| Work instruction |
Answer these questions using the conference description:
(a) Which organization issued the 2020 country assessment about meeting the first four Sustainable Development Goals?
(b) What years does the International Decade on Indigenous Languages span?
(c) What kind of approach do advocates, scholars and social scientists say the task of documentation, promotion, integration, and revitalization requires?

2023 Conference-Workshop on Indigenous Languages and the SDGs
The year 2023 is a pivotal period as the world’s economies transition from pandemic response and recovery to a reimagined post-pandemic social order. Various large-scale assessments have established that the pandemic has left serious damage to social and economic sectors that it may take decades to recover, if at all. The Asian Development Bank in its 2020 country assessment cautions that a lot of countries, including the Philippines, may be unable to meet the first four of the Sustainable Development Goals—no poverty, zero hunger, good health and well-being, and quality education—by 2030, as the ongoing pandemic has reversed modest gains in development work.
The education crisis that preceded the pandemic is further escalated by unstable transitions that put at risk continuity of equitable policies and affirmative action. As governments obsess with fund-raising in the name of economic recovery, key human development areas have been unnecessarily deprioritized, among these the critical role of indigenous languages in meeting the development goals at all levels.
Indigenous and multilingual education advocates, scholars and social scientists recognize that the arduous task of documentation, promotion, integration, and revitalization requires a whole of systems approach in reasserting the critical role of indigenous and non-dominant languages in equitable and quality education and development even as countries continue to deal with the pandemic and slow economic growth.
The conference provides the platform for key stakeholders to begin the process of a strategic national response to the Four Outcomes envisioned in the Global Action Plan of the International Decade on Indigenous Languages 2022-2032 (IDIL), in alignment to the Sustainable Development Goals, and the various national, regional, sectoral and agency, and local development goals.

(Point localization data)
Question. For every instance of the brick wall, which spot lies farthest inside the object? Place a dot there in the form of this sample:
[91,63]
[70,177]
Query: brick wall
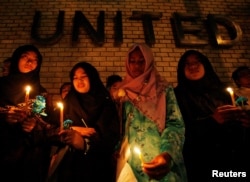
[16,18]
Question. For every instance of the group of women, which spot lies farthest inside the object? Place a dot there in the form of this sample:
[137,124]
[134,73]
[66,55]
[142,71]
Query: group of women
[196,120]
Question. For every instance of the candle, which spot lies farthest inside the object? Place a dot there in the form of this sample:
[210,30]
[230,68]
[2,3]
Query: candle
[231,92]
[60,105]
[137,150]
[27,88]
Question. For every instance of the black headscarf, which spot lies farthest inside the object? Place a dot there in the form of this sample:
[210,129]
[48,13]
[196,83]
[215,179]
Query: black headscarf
[201,96]
[209,81]
[12,87]
[88,105]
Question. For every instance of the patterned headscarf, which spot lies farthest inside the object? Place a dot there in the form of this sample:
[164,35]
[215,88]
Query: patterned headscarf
[147,91]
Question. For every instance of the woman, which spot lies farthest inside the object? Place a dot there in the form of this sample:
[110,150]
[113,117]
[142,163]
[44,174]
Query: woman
[21,157]
[152,120]
[95,129]
[215,138]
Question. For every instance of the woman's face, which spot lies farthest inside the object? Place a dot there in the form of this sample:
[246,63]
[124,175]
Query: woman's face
[136,63]
[194,69]
[81,81]
[27,62]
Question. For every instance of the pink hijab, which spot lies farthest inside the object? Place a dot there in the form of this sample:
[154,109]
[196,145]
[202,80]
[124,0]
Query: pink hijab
[147,91]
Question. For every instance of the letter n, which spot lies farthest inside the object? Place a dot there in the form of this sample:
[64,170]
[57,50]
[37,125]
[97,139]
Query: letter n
[96,36]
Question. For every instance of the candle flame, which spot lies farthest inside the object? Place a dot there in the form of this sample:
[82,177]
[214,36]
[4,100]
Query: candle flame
[59,104]
[28,88]
[230,90]
[137,150]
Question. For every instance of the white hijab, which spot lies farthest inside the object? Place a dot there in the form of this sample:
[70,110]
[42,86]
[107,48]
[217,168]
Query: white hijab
[147,91]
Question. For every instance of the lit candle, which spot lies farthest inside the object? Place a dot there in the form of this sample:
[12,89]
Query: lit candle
[60,105]
[27,88]
[137,150]
[231,92]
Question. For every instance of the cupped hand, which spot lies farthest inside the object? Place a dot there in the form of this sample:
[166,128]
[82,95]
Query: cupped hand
[158,167]
[87,132]
[16,115]
[72,138]
[28,124]
[226,113]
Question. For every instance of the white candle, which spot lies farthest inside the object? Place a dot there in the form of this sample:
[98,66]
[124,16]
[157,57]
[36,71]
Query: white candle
[137,150]
[231,92]
[27,88]
[60,105]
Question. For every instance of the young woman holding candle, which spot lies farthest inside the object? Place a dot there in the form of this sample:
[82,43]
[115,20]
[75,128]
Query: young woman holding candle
[94,132]
[153,125]
[215,136]
[21,157]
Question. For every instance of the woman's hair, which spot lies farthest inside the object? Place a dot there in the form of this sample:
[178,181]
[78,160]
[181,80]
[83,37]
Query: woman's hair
[236,73]
[210,74]
[19,52]
[63,85]
[95,82]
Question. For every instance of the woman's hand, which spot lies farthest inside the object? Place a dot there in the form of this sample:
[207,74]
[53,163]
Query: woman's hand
[158,167]
[28,124]
[16,115]
[86,132]
[226,113]
[72,138]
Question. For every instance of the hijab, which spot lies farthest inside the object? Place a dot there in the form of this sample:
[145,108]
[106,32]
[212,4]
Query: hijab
[87,106]
[210,80]
[149,86]
[201,96]
[12,87]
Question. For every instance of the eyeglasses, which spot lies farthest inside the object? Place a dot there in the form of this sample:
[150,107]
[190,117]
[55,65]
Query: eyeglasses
[196,64]
[140,62]
[29,59]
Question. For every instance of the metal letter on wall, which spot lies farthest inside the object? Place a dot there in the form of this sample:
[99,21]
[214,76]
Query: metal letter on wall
[234,30]
[118,28]
[96,36]
[147,18]
[52,39]
[181,31]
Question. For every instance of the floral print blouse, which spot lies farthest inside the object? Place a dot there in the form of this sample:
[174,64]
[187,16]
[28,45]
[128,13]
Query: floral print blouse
[144,134]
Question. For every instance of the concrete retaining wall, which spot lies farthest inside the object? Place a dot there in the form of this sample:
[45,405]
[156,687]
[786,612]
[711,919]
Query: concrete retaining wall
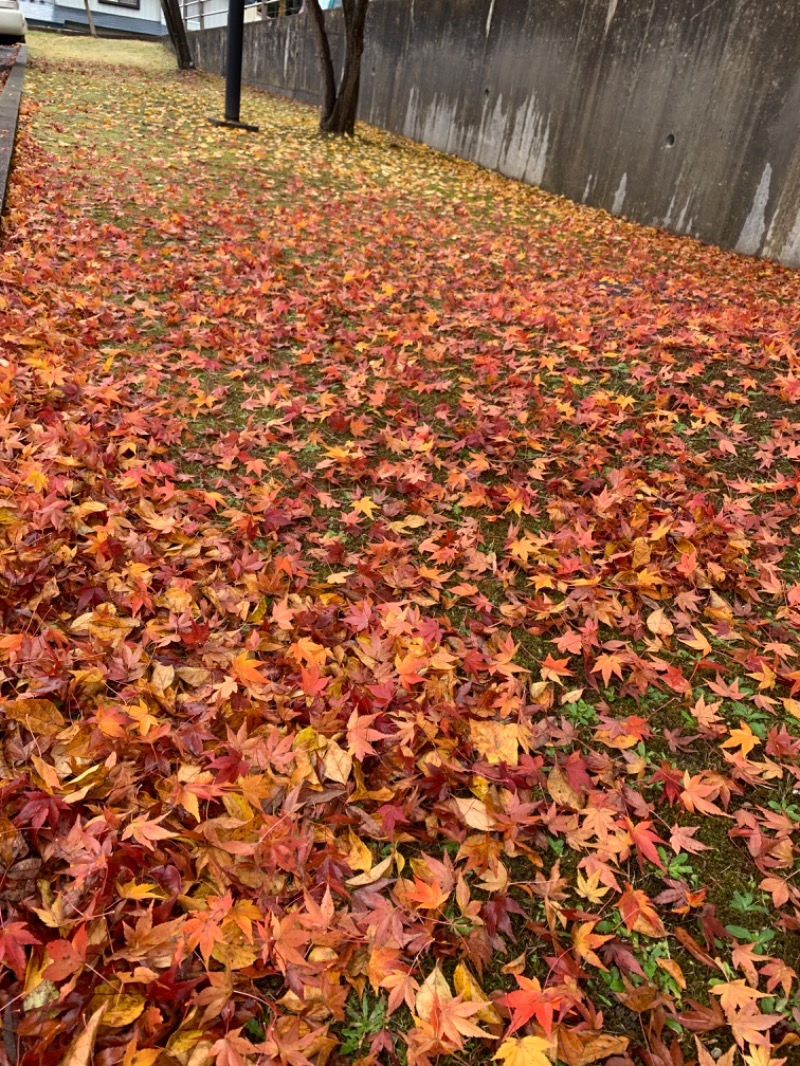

| Task output |
(a) The Asian Development Bank
(b) 2022-2032
(c) A whole of systems approach